Dataset records:
— begin —
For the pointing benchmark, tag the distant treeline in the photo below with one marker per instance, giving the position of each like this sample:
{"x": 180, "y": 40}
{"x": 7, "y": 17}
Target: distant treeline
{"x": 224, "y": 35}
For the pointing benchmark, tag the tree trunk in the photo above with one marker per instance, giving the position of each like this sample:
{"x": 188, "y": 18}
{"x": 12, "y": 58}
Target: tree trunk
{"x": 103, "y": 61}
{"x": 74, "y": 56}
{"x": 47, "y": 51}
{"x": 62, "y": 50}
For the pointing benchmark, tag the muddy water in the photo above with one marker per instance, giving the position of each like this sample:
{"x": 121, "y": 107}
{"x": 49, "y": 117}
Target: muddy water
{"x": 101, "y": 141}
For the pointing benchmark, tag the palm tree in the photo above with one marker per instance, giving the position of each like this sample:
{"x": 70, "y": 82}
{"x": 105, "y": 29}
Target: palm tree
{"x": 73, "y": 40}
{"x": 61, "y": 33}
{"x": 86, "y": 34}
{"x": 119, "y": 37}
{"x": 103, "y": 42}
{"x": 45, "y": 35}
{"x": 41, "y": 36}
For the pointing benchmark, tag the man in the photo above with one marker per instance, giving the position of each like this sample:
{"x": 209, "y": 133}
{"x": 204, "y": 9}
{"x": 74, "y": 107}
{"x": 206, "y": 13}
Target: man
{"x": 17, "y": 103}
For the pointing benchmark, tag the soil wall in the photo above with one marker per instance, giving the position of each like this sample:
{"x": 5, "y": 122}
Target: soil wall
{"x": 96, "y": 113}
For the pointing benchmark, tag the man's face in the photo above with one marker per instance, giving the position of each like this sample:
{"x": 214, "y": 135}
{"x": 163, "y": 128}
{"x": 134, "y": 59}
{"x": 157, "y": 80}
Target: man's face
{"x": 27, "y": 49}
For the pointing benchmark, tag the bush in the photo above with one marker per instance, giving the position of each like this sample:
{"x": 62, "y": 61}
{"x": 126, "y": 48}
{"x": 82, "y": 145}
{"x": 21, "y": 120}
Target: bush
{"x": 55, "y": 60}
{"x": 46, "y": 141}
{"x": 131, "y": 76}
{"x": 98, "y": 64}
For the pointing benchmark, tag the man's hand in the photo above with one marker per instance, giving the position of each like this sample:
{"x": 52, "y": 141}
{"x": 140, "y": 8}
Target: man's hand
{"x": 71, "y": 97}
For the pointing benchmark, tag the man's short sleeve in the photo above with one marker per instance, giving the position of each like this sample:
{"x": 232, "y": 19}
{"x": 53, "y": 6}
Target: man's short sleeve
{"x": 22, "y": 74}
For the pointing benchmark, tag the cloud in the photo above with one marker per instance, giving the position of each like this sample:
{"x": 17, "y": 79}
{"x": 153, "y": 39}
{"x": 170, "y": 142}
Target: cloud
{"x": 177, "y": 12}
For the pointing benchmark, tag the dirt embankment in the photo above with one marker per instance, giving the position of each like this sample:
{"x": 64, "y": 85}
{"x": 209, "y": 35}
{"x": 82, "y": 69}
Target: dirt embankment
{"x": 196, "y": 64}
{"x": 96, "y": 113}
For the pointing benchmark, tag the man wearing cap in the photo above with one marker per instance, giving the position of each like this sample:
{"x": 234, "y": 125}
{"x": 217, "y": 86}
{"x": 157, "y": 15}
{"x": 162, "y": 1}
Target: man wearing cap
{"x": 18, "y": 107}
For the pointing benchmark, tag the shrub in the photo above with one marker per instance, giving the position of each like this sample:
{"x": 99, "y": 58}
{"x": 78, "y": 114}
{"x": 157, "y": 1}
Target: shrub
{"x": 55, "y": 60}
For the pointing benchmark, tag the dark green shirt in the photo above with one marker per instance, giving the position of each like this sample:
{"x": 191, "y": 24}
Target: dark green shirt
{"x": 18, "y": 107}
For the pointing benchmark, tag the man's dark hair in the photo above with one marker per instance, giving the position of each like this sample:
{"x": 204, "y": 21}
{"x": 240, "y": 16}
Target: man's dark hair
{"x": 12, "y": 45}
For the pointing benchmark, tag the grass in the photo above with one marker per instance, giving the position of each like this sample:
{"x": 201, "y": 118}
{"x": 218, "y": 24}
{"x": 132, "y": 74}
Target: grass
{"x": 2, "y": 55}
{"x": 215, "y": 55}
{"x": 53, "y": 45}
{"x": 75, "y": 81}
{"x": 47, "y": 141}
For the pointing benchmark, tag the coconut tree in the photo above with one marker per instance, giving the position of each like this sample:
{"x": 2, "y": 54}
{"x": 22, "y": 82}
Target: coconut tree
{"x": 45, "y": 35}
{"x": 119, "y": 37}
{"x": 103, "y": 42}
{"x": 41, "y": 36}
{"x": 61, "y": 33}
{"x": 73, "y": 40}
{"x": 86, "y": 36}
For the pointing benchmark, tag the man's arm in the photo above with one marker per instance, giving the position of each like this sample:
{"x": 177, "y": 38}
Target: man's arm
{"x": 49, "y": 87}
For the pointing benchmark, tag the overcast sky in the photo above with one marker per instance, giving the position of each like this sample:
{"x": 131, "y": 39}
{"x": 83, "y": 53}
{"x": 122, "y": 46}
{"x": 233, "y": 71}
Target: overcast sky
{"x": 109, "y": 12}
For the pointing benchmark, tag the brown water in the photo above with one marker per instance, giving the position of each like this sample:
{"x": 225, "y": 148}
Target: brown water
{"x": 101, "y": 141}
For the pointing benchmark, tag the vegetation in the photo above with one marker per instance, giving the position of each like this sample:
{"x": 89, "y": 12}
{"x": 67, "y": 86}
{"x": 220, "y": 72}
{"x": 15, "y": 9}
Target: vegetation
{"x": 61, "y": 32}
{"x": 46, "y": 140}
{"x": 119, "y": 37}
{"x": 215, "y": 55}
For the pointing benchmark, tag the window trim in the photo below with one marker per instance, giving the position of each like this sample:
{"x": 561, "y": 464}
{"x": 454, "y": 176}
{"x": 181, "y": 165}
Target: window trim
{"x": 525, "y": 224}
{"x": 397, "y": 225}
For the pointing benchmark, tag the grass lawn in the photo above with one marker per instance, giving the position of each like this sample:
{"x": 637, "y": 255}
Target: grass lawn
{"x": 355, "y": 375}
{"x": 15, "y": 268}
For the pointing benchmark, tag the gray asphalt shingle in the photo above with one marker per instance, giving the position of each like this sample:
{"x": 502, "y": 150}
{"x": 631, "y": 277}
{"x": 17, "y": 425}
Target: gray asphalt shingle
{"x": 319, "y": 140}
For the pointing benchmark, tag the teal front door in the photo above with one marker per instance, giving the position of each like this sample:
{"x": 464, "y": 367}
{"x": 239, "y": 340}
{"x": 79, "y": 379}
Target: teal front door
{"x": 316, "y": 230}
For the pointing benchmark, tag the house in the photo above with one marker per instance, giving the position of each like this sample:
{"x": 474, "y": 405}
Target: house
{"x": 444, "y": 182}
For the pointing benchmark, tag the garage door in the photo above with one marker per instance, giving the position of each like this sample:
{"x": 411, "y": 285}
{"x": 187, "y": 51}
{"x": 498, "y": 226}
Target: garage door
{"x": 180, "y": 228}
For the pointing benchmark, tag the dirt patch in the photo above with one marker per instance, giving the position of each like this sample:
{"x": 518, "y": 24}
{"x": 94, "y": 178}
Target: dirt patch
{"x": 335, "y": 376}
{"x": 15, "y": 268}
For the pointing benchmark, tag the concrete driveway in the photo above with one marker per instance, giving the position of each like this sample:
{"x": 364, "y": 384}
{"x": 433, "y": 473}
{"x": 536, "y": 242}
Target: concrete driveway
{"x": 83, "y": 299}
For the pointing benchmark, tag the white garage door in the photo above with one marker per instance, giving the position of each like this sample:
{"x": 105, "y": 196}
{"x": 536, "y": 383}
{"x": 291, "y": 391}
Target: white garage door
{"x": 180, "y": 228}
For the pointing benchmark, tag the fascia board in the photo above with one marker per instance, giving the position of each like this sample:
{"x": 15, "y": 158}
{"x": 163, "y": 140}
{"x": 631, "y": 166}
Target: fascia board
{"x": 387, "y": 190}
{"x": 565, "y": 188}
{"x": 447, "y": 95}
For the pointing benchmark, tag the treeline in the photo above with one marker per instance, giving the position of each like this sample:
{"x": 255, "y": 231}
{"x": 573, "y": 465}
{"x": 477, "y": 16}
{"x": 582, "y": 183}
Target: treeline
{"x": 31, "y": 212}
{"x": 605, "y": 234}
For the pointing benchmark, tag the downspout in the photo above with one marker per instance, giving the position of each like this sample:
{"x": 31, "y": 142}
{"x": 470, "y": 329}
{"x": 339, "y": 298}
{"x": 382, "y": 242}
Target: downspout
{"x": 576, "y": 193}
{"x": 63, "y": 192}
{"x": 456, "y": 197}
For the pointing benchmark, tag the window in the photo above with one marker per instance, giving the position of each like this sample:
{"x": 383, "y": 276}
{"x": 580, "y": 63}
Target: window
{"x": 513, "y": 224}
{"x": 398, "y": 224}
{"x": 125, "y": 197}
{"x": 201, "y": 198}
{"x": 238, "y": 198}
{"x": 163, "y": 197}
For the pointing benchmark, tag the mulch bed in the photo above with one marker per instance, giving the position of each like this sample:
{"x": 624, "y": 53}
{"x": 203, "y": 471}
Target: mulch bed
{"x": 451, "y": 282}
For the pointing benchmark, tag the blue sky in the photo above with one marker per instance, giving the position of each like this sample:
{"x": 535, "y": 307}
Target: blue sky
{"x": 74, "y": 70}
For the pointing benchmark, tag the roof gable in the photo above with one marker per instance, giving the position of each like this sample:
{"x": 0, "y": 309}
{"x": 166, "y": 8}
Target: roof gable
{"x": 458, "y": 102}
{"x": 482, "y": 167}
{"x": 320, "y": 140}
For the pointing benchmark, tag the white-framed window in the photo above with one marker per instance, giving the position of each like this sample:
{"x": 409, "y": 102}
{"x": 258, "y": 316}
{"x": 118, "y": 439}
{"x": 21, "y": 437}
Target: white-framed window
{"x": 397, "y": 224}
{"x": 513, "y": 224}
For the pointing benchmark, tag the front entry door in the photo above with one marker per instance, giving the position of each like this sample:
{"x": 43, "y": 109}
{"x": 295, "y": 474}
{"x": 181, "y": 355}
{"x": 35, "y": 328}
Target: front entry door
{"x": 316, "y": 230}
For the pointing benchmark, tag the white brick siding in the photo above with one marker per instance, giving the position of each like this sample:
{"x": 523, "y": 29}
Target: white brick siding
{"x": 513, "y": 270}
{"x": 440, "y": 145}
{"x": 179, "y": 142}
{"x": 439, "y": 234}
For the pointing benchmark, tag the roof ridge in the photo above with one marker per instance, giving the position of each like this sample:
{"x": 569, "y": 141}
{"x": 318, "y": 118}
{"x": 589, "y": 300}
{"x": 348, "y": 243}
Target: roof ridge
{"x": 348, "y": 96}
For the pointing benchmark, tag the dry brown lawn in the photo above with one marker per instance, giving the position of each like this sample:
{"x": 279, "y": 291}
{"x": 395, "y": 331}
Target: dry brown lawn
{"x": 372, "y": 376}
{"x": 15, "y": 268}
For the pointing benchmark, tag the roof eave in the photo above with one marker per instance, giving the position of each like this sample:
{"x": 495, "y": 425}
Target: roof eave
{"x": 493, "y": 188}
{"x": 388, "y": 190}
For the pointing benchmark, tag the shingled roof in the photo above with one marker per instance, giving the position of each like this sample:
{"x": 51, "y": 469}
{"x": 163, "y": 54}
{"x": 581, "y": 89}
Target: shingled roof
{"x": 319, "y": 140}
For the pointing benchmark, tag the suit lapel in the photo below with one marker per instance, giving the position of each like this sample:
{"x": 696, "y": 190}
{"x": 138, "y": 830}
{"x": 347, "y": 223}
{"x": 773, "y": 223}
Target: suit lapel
— end —
▶ Task prompt: Give again only the lines of the material above that run from the one with "For the pointing benchmark, tag the roof ridge" through the end, both included, exactly as they appear.

▶ Answer:
For the pointing benchmark, tag the roof ridge in the photo above with one marker per instance, giving the position of each like this sample:
{"x": 569, "y": 141}
{"x": 318, "y": 118}
{"x": 589, "y": 300}
{"x": 348, "y": 243}
Target: roof ridge
{"x": 348, "y": 96}
For the pointing benchmark, tag the dry brown lawn in the photo above with one marker per instance, giving the position of each like this sample:
{"x": 279, "y": 291}
{"x": 395, "y": 331}
Target: dry brown lawn
{"x": 372, "y": 376}
{"x": 15, "y": 268}
For the pointing benchmark, tag the roof eave in the photo above with one marker per instance, giving the position of each like this sample:
{"x": 495, "y": 425}
Target: roof eave
{"x": 493, "y": 188}
{"x": 388, "y": 190}
For the pointing benchmark, tag the shingled roof in the photo above with one marker per instance, giving the position of each like this sample:
{"x": 51, "y": 469}
{"x": 163, "y": 54}
{"x": 581, "y": 89}
Target: shingled roof
{"x": 319, "y": 140}
For the pointing benchmark, tag the suit lapel in the photo below with one marker per instance, giving the position of each like this sample:
{"x": 696, "y": 190}
{"x": 138, "y": 830}
{"x": 347, "y": 223}
{"x": 773, "y": 223}
Target: suit lapel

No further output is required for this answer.